Dataset records
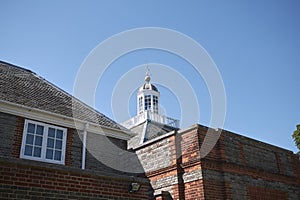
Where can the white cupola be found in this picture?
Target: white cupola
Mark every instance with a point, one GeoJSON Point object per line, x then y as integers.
{"type": "Point", "coordinates": [148, 107]}
{"type": "Point", "coordinates": [147, 97]}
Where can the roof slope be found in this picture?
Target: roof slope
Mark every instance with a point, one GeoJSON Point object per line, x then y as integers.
{"type": "Point", "coordinates": [148, 130]}
{"type": "Point", "coordinates": [24, 87]}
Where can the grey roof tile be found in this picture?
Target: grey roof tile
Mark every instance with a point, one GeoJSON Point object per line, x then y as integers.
{"type": "Point", "coordinates": [24, 87]}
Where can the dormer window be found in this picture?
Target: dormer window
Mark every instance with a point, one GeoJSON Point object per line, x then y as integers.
{"type": "Point", "coordinates": [43, 142]}
{"type": "Point", "coordinates": [140, 105]}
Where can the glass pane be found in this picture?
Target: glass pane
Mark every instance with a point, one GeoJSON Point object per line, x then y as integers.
{"type": "Point", "coordinates": [38, 140]}
{"type": "Point", "coordinates": [50, 143]}
{"type": "Point", "coordinates": [28, 150]}
{"type": "Point", "coordinates": [58, 144]}
{"type": "Point", "coordinates": [39, 130]}
{"type": "Point", "coordinates": [51, 132]}
{"type": "Point", "coordinates": [59, 134]}
{"type": "Point", "coordinates": [37, 152]}
{"type": "Point", "coordinates": [29, 139]}
{"type": "Point", "coordinates": [49, 154]}
{"type": "Point", "coordinates": [31, 128]}
{"type": "Point", "coordinates": [57, 155]}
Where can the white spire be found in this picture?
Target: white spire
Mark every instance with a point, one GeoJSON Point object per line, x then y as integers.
{"type": "Point", "coordinates": [147, 77]}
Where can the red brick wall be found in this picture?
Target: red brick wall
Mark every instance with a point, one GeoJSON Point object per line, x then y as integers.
{"type": "Point", "coordinates": [258, 193]}
{"type": "Point", "coordinates": [229, 171]}
{"type": "Point", "coordinates": [27, 180]}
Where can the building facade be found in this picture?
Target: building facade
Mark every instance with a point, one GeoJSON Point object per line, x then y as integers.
{"type": "Point", "coordinates": [237, 167]}
{"type": "Point", "coordinates": [51, 142]}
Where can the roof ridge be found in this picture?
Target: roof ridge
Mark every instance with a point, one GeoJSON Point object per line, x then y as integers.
{"type": "Point", "coordinates": [18, 67]}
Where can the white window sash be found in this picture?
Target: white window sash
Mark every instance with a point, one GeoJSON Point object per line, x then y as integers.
{"type": "Point", "coordinates": [44, 143]}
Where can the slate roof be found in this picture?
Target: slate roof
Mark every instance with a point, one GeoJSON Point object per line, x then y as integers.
{"type": "Point", "coordinates": [148, 130]}
{"type": "Point", "coordinates": [24, 87]}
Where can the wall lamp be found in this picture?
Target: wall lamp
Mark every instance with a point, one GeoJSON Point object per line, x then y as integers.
{"type": "Point", "coordinates": [134, 187]}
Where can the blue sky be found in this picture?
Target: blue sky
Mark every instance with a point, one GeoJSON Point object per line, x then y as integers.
{"type": "Point", "coordinates": [255, 45]}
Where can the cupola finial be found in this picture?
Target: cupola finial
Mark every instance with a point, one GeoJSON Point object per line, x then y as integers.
{"type": "Point", "coordinates": [147, 77]}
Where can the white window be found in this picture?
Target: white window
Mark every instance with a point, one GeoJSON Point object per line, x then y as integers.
{"type": "Point", "coordinates": [147, 102]}
{"type": "Point", "coordinates": [140, 105]}
{"type": "Point", "coordinates": [155, 104]}
{"type": "Point", "coordinates": [43, 142]}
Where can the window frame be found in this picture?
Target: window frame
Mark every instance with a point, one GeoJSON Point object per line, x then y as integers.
{"type": "Point", "coordinates": [44, 142]}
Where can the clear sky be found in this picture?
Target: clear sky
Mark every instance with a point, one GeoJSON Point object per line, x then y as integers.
{"type": "Point", "coordinates": [255, 45]}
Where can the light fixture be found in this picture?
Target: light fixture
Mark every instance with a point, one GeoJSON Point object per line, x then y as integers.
{"type": "Point", "coordinates": [134, 187]}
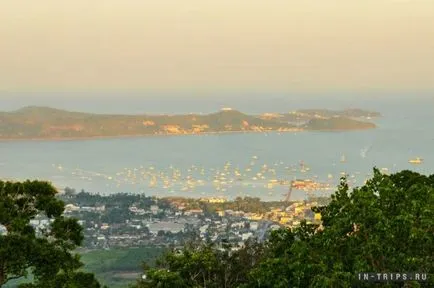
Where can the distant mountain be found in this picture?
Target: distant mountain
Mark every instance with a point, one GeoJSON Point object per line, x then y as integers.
{"type": "Point", "coordinates": [49, 123]}
{"type": "Point", "coordinates": [337, 124]}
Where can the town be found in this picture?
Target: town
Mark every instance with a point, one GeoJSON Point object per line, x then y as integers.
{"type": "Point", "coordinates": [131, 220]}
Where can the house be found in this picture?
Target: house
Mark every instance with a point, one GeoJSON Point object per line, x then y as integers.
{"type": "Point", "coordinates": [194, 212]}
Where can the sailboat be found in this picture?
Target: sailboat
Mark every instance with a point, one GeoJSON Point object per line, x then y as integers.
{"type": "Point", "coordinates": [417, 160]}
{"type": "Point", "coordinates": [343, 158]}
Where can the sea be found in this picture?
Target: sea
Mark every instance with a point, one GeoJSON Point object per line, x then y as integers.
{"type": "Point", "coordinates": [232, 165]}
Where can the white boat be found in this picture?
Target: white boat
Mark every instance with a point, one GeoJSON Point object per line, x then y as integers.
{"type": "Point", "coordinates": [343, 159]}
{"type": "Point", "coordinates": [416, 160]}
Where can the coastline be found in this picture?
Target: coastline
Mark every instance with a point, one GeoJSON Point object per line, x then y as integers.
{"type": "Point", "coordinates": [100, 137]}
{"type": "Point", "coordinates": [87, 138]}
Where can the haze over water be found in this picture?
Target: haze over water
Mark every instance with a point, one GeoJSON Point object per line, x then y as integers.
{"type": "Point", "coordinates": [405, 131]}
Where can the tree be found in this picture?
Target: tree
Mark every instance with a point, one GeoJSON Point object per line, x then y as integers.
{"type": "Point", "coordinates": [384, 226]}
{"type": "Point", "coordinates": [387, 225]}
{"type": "Point", "coordinates": [45, 253]}
{"type": "Point", "coordinates": [204, 266]}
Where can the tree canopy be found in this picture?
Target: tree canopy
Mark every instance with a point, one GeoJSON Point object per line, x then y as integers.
{"type": "Point", "coordinates": [387, 225]}
{"type": "Point", "coordinates": [45, 253]}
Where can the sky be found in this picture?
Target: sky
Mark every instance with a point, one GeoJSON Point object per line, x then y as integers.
{"type": "Point", "coordinates": [210, 47]}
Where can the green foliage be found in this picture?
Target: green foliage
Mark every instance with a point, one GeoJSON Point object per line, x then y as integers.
{"type": "Point", "coordinates": [119, 267]}
{"type": "Point", "coordinates": [47, 253]}
{"type": "Point", "coordinates": [384, 226]}
{"type": "Point", "coordinates": [204, 266]}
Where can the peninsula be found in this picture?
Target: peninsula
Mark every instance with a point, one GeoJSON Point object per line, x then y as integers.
{"type": "Point", "coordinates": [49, 123]}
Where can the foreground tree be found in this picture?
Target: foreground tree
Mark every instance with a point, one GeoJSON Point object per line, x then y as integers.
{"type": "Point", "coordinates": [46, 253]}
{"type": "Point", "coordinates": [204, 266]}
{"type": "Point", "coordinates": [385, 226]}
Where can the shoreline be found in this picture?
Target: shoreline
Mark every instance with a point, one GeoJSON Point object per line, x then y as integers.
{"type": "Point", "coordinates": [101, 137]}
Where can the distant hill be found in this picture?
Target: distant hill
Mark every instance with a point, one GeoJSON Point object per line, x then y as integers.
{"type": "Point", "coordinates": [305, 115]}
{"type": "Point", "coordinates": [49, 123]}
{"type": "Point", "coordinates": [337, 124]}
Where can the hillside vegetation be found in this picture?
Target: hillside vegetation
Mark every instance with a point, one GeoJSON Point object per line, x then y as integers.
{"type": "Point", "coordinates": [49, 123]}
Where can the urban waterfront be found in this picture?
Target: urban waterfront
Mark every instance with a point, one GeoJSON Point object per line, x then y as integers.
{"type": "Point", "coordinates": [224, 165]}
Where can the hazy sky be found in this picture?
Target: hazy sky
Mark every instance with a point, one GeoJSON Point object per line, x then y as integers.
{"type": "Point", "coordinates": [213, 45]}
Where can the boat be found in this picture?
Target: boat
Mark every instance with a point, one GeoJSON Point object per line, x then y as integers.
{"type": "Point", "coordinates": [343, 159]}
{"type": "Point", "coordinates": [416, 160]}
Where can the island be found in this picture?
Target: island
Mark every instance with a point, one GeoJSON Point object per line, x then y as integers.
{"type": "Point", "coordinates": [50, 123]}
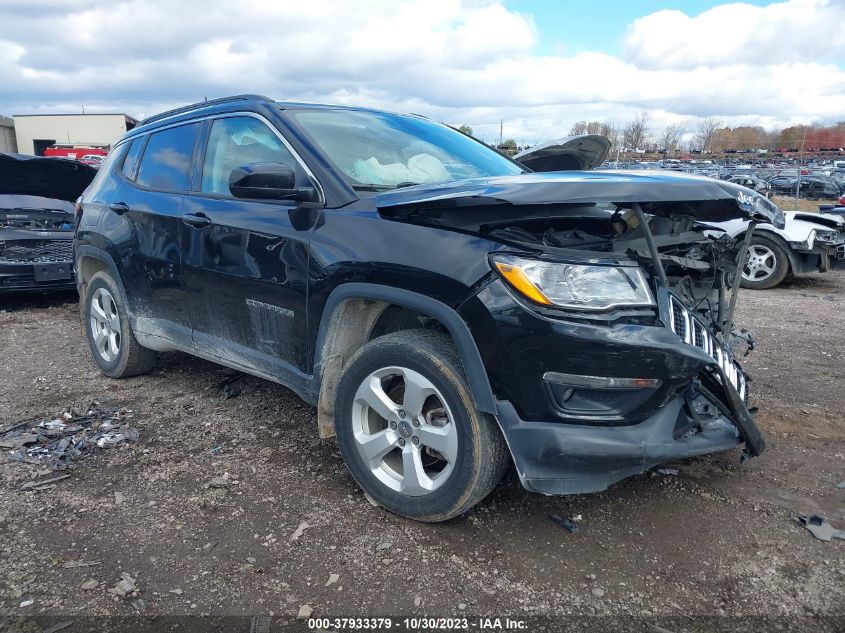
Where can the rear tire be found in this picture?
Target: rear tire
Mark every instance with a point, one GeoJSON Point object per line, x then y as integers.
{"type": "Point", "coordinates": [400, 396]}
{"type": "Point", "coordinates": [114, 347]}
{"type": "Point", "coordinates": [767, 265]}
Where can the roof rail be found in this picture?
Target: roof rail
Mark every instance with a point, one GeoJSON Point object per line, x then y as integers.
{"type": "Point", "coordinates": [202, 104]}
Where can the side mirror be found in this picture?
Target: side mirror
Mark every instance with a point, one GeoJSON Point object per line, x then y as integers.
{"type": "Point", "coordinates": [267, 181]}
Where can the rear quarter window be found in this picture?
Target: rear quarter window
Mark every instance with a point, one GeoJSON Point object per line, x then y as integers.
{"type": "Point", "coordinates": [167, 160]}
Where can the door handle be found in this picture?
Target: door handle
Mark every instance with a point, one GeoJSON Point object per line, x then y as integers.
{"type": "Point", "coordinates": [197, 220]}
{"type": "Point", "coordinates": [119, 207]}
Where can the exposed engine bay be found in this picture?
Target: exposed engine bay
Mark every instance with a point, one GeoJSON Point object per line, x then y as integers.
{"type": "Point", "coordinates": [35, 220]}
{"type": "Point", "coordinates": [699, 268]}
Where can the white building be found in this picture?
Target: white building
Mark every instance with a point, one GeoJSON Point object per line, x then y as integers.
{"type": "Point", "coordinates": [35, 132]}
{"type": "Point", "coordinates": [7, 136]}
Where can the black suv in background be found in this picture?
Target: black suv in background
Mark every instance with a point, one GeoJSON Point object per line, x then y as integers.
{"type": "Point", "coordinates": [445, 309]}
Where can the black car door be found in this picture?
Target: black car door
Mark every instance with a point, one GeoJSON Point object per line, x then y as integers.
{"type": "Point", "coordinates": [245, 262]}
{"type": "Point", "coordinates": [145, 223]}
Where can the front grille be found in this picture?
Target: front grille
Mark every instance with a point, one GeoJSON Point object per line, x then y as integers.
{"type": "Point", "coordinates": [694, 332]}
{"type": "Point", "coordinates": [36, 251]}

Short exercise
Every line from the one containing "Where can the roof rail" through the last line must be copied exactly; leave out the rest.

Response to this exercise
Where can the roof rail be found in this picture?
Target: roof rail
Mark every instance with a point, one GeoJSON Point object per line, x then y as integers.
{"type": "Point", "coordinates": [202, 104]}
Where can the side mirror be found in this picture?
Target: side mirror
Mark every instance with a point, one GeoJSON Point object per line, x then y as integers.
{"type": "Point", "coordinates": [267, 181]}
Where can the rear quarter window be found in this picture?
Target: rear quarter window
Mark every instance with a point, one GeoJSON Point object per line, x then y as integers.
{"type": "Point", "coordinates": [167, 160]}
Where can the door handle be found in this picture?
Target: door handle
Mark every instance with a point, one GeoJSON Point object per line, x then y as integers.
{"type": "Point", "coordinates": [197, 220]}
{"type": "Point", "coordinates": [119, 207]}
Where can the exposed engine bay be found in this picture?
Target: exposed engine bay
Mark every instance with a point, one GeoJSON Point object per line, x then y as integers.
{"type": "Point", "coordinates": [35, 220]}
{"type": "Point", "coordinates": [699, 268]}
Where can the white building be found in this picture?
Target: white building
Mark every instance with a point, one GeoJSON Point object per line, x then y as integers.
{"type": "Point", "coordinates": [35, 132]}
{"type": "Point", "coordinates": [7, 136]}
Where can the black suv in background be found in this picture?
Target: black suv in background
Mark every instance with a point, one GeoJSON Point object per line, x then y as integers.
{"type": "Point", "coordinates": [445, 309]}
Where can the black car door be found in this picture?
Target: black car door
Mark every instance with a point, one GeoJSON Point object per line, x then y as integers.
{"type": "Point", "coordinates": [245, 262]}
{"type": "Point", "coordinates": [145, 223]}
Where can the front grille be found in this picture?
Target: front grille
Mark every instance with a point, one GeoJSON Point object per line, x then y as integers.
{"type": "Point", "coordinates": [694, 332]}
{"type": "Point", "coordinates": [36, 251]}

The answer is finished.